**記述問題 1**
次の(a)〜(c)が下の記事の内容と合っているか、それぞれ「はい」か「いいえ」で答え、決め手となる記事の語句をそのまま引用せよ。
(a) 著者はパレットタウンの観覧車事業を手掛けた。
(b) 著者は「選択と集中」を創造に役立つ考え方として勧めている。
(c) p53の引用では、リーダーの資質は何か単一の技能の優劣で決まるとされている。
**記述問題 2**
下の記事で、「よく見て、どこでもやる」基本の2番目に挙げられているものは何か。
**記述問題 3**
下の記事から、「パレットタウンの観覧車事業や」から「劣ではないと知るべきである。」までをそのまま引用せよ。

**記事**

パレットタウンの観覧車事業や、ライフネット生命保険を手掛けた著者が、これからの時代に必要な人材や考え方について、経験をもとに率直に紹介している。同じ世代だと思うが、実績もあり、その内容に納得する部分が多々ある。事業を進めるにあたり、さまざまな反対があっても、時代や将来を見据えて、求められていること、やりたいことをきちっとやっていく必要があるということだろうか。経済界ではやり言葉のようにもなった「選択と集中」に対し、「創造」とは縁遠いとして退けている。p30


出版した講談社のサイトに目次あり→ http://bookclub.kodansha.co.jp/product?code=288229


印象に残ったポイントを以下に引用
◇p9:(愛社精神で目標遂行時代は終わり)会社とやや心理的距離を持ちながら、現場のみんながそれぞれの持ち場である程度の自由と主体性をもってビジネスをつくるという創造的な仕事が、会社にとっても日本社会にとってもますます必要になる。…大切なのは、どこでも、よく現実を見て、たくさんやってみることである。⇒「よく見て、どこでもやる」基本p28-
1.広く見て、真ん中をやる
2.深く本質を見て、大きくやる
3.斜めに見て、まっすぐやる
4.やさしく見て、きっちりやる

◇p53:新しいビジネスをつくるべく組織を運営するのであれば、リーダーの資質というのは、人に共感する力と、人を共感させる力によるものであって、何か単一の技能の優劣ではないと知るべきである。

◇計画された偶発性p105〜(扉にも引用あり)

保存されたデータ
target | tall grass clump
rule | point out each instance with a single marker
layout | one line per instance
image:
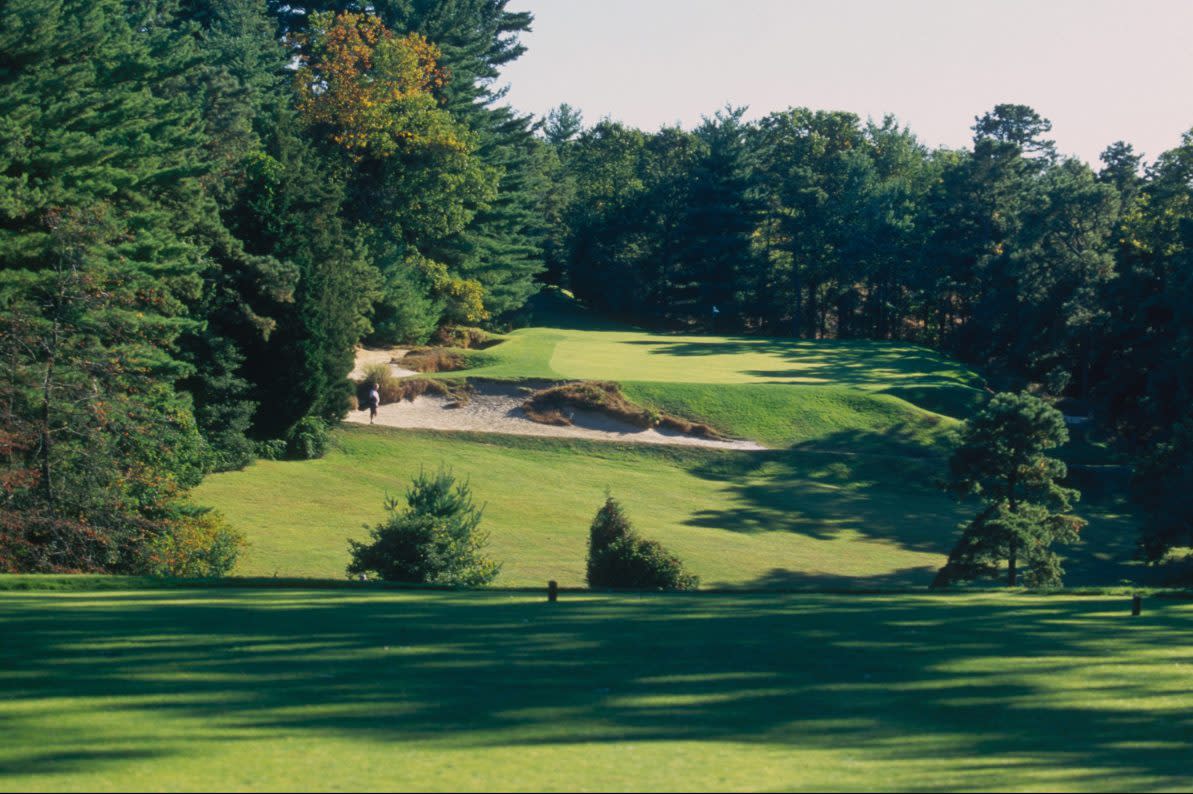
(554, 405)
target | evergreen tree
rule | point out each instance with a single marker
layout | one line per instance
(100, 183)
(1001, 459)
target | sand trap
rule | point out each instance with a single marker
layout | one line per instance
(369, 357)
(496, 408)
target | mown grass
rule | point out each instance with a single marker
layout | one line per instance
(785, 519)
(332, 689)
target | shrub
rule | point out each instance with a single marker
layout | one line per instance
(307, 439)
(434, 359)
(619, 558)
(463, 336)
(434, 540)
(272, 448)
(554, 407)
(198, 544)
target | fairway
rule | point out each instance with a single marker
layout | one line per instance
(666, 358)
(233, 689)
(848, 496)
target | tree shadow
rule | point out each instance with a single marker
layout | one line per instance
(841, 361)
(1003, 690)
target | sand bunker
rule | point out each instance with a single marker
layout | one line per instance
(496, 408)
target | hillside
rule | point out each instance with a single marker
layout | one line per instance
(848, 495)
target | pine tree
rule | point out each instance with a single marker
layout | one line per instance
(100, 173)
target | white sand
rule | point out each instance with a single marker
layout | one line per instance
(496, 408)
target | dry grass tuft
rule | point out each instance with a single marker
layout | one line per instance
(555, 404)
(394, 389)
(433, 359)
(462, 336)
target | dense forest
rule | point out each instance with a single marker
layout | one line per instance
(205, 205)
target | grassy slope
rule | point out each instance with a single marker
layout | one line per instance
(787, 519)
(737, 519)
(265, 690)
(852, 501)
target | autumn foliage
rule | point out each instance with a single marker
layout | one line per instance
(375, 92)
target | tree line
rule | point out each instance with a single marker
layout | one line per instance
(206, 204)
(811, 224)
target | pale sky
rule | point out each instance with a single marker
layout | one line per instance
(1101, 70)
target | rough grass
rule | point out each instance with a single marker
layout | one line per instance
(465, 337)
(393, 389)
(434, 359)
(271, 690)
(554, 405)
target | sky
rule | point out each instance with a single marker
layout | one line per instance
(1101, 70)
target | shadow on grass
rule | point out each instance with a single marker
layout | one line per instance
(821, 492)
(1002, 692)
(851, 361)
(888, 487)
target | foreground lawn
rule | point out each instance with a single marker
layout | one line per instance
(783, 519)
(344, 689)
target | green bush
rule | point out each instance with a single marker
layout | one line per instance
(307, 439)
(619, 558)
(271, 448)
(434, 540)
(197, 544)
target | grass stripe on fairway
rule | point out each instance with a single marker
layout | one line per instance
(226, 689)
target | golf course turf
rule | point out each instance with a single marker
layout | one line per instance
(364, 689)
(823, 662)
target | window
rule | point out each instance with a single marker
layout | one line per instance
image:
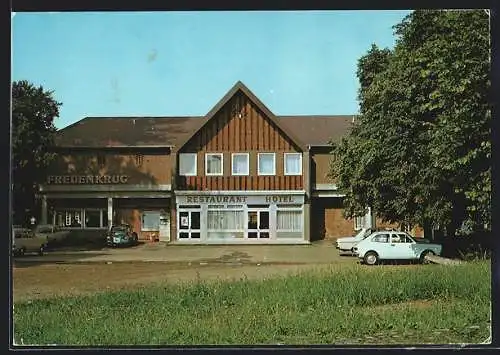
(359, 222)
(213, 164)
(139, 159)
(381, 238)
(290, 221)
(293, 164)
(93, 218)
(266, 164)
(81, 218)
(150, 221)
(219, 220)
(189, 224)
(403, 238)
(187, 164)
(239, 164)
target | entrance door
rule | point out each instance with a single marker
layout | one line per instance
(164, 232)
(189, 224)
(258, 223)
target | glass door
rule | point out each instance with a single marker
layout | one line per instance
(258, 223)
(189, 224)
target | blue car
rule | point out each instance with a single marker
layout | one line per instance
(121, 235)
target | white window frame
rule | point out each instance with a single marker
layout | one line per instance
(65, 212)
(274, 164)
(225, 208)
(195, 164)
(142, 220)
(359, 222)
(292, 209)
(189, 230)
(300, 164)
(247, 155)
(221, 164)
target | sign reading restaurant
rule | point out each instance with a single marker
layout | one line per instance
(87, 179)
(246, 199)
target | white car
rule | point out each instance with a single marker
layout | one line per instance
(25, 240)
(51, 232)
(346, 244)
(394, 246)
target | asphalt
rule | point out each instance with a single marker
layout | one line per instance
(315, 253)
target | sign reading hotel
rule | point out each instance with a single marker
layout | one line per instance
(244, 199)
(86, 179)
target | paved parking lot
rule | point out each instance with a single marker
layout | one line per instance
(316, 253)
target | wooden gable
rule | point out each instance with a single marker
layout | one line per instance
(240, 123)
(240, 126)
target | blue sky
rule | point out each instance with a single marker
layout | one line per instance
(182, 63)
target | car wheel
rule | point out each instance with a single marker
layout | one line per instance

**正解 1**
(a) はい。「パレットタウンの観覧車事業や、ライフネット生命保険を手掛けた著者」
(b) いいえ。「「創造」とは縁遠いとして退けている」
(c) いいえ。「何か単一の技能の優劣ではないと知るべきである」

**正解 2**
深く本質を見て、大きくやる

**正解 3**
パレットタウンの観覧車事業や、ライフネット生命保険を手掛けた著者が、これからの時代に必要な人材や考え方について、経験をもとに率直に紹介している。同じ世代だと思うが、実績もあり、その内容に納得する部分が多々ある。事業を進めるにあたり、さまざまな反対があっても、時代や将来を見据えて、求められていること、やりたいことをきちっとやっていく必要があるということだろうか。経済界ではやり言葉のようにもなった「選択と集中」に対し、「創造」とは縁遠いとして退けている。p30


出版した講談社のサイトに目次あり→ http://bookclub.kodansha.co.jp/product?code=288229


印象に残ったポイントを以下に引用
◇p9:(愛社精神で目標遂行時代は終わり)会社とやや心理的距離を持ちながら、現場のみんながそれぞれの持ち場である程度の自由と主体性をもってビジネスをつくるという創造的な仕事が、会社にとっても日本社会にとってもますます必要になる。…大切なのは、どこでも、よく現実を見て、たくさんやってみることである。⇒「よく見て、どこでもやる」基本p28-
1.広く見て、真ん中をやる
2.深く本質を見て、大きくやる
3.斜めに見て、まっすぐやる
4.やさしく見て、きっちりやる

◇p53:新しいビジネスをつくるべく組織を運営するのであれば、リーダーの資質というのは、人に共感する力と、人を共感させる力によるものであって、何か単一の技能の優劣ではないと知るべきである。